-- START TEXT --

HWC supported types mapping
To create HWC API apps, you must know how Hive Warehouse Connector maps Apache Hive types to Apache Spark types, and vice versa. Awareness of a few unsupported types helps you avoid problems.
Spark-Hive supported types mapping
The following types are supported by the HiveWareHouseConnector library:
Spark Type | Hive Type |
---|---|
ByteType | TinyInt |
ShortType | SmallInt |
IntegerType | Integer |
LongType | BigInt |
FloatType | Float |
DoubleType | Double |
DecimalType | Decimal |
StringType* | String, Varchar* |
BinaryType | Binary |
BooleanType | Boolean |
TimestampType** | Timestamp** |
DateType | Date |
ArrayType | Array |
StructType | Struct |
Notes:
* StringType (Spark) and String, Varchar (Hive)
A Hive String or Varchar column is converted to a Spark StringType column. When a Spark StringType column has maxLength metadata, it is converted to a Hive Varchar column; otherwise, it is converted to a Hive String column.
** Timestamp (Hive)
The Hive Timestamp column loses submicrosecond precision when converted to a Spark TimestampType column because a Spark TimestampType column has microsecond precision, while a Hive Timestamp column has nanosecond precision.

-- END TEXT --

**WRITTEN TASKS**
a. From the HWC type-mapping page, list every Hive type in the mapping table whose name contains "Int".
b. Reproduce the passage of the HWC type-mapping page between "HWC supported types" and "you avoid problems.", inclusive.

-- START RECORDS SHOWN --

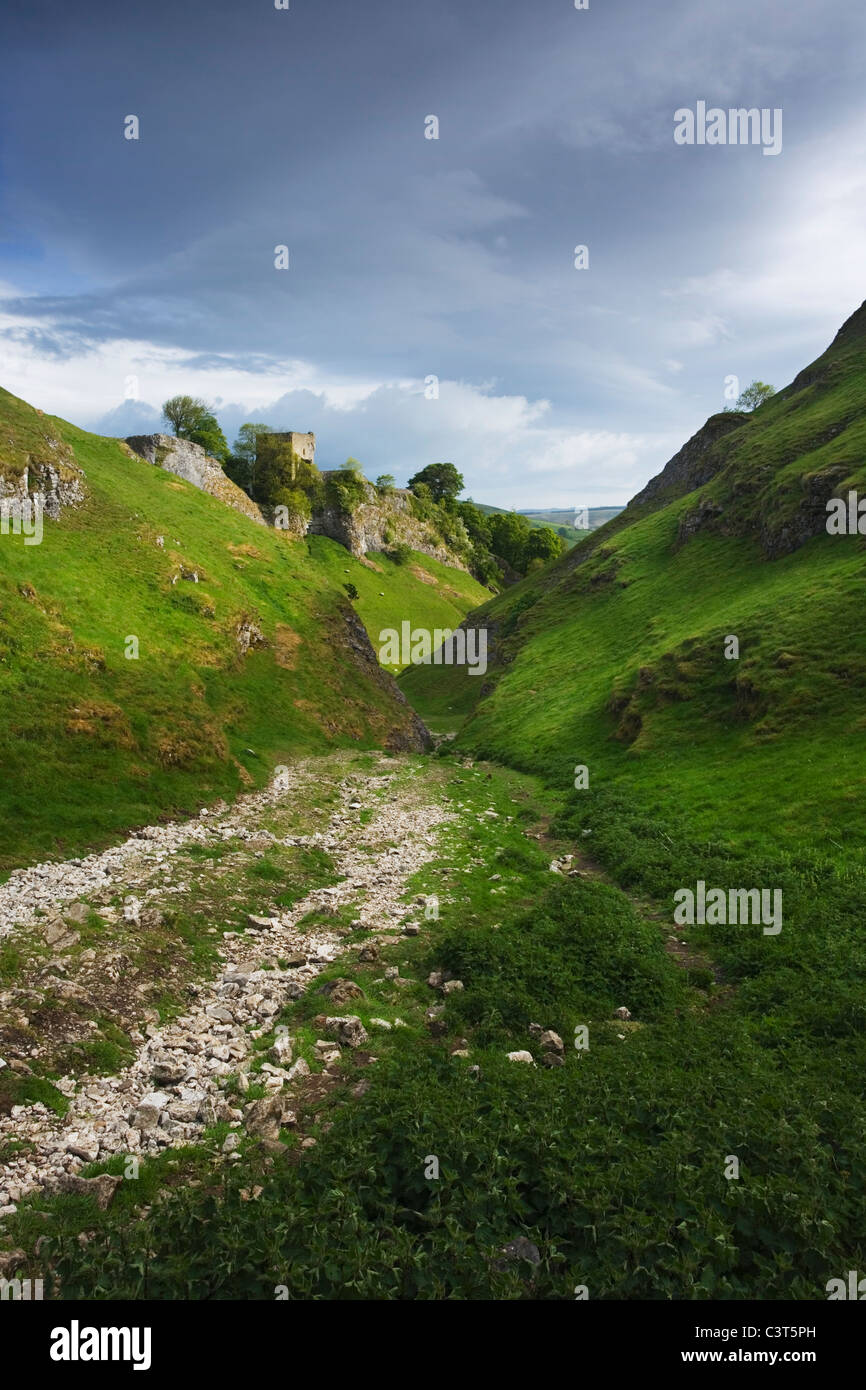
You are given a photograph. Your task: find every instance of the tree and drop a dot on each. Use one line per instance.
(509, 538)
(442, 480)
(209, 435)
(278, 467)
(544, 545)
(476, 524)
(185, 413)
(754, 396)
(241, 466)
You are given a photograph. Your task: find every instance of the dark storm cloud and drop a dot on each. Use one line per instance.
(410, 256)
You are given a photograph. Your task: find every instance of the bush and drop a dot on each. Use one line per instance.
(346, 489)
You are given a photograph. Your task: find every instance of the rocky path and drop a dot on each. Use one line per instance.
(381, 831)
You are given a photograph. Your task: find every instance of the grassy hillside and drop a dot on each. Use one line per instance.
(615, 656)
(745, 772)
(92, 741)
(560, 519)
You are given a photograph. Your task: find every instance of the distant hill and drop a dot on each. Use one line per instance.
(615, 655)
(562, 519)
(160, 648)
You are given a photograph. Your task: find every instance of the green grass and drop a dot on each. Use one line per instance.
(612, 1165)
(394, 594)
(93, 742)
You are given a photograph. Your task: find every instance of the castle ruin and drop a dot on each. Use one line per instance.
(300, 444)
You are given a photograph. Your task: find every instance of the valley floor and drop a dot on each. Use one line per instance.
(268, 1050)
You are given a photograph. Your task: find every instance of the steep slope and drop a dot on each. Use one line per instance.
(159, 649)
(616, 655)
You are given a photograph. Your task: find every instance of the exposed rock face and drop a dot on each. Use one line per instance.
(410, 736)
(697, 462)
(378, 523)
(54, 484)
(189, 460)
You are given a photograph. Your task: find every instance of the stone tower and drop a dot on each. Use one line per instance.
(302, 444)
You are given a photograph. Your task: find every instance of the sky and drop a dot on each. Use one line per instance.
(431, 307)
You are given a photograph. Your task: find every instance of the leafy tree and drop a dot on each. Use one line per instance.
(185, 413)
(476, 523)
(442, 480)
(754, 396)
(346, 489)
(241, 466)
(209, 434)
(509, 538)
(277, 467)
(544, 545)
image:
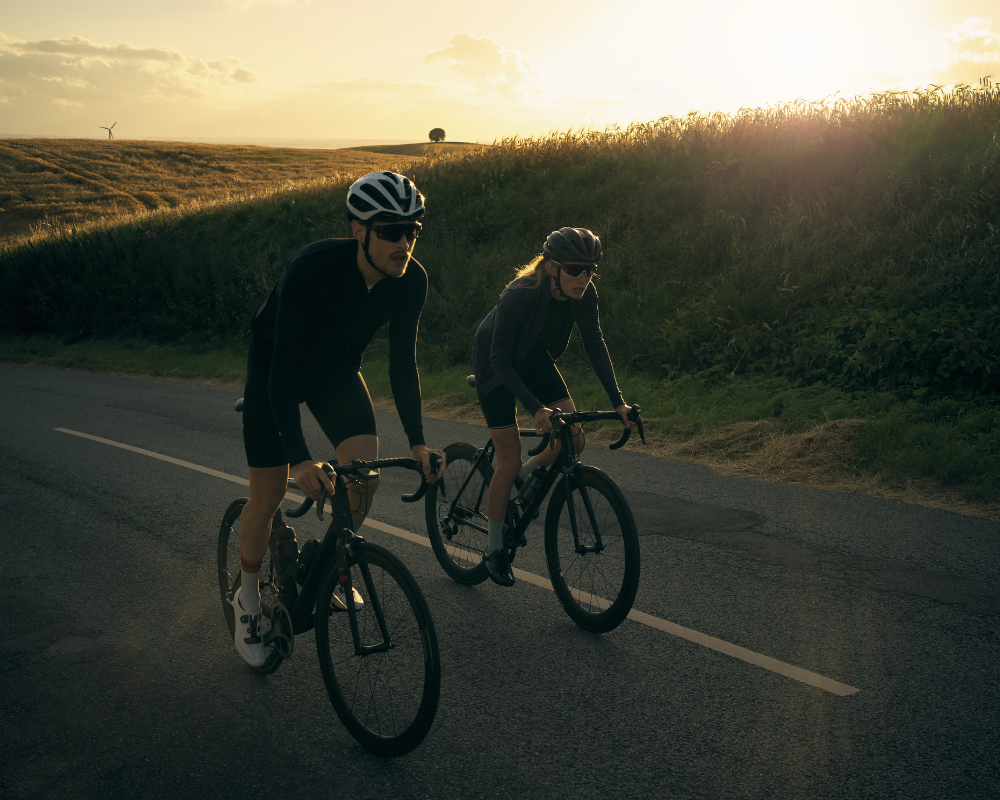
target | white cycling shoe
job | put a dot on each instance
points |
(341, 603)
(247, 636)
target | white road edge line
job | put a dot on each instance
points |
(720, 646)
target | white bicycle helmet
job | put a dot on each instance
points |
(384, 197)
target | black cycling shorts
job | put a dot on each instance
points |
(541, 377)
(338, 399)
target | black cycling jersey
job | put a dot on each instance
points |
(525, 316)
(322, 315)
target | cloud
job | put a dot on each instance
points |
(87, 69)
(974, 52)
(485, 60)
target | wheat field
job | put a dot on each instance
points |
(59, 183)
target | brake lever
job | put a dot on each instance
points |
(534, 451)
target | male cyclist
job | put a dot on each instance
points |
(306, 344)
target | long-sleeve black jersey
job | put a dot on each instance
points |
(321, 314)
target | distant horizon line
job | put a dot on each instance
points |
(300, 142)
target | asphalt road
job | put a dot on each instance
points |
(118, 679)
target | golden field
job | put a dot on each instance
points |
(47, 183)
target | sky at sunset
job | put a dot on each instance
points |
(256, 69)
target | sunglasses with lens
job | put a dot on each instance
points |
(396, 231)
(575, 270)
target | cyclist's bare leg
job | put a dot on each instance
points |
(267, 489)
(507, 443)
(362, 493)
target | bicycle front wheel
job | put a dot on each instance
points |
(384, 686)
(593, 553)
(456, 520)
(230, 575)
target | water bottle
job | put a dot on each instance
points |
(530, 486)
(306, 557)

-- END RECORDS SHOWN --

**ANSWERS BY TASK**
a. TinyInt, SmallInt, Integer, BigInt

b.
HWC supported types mapping
To create HWC API apps, you must know how Hive Warehouse Connector maps Apache Hive types to Apache Spark types, and vice versa. Awareness of a few unsupported types helps you avoid problems.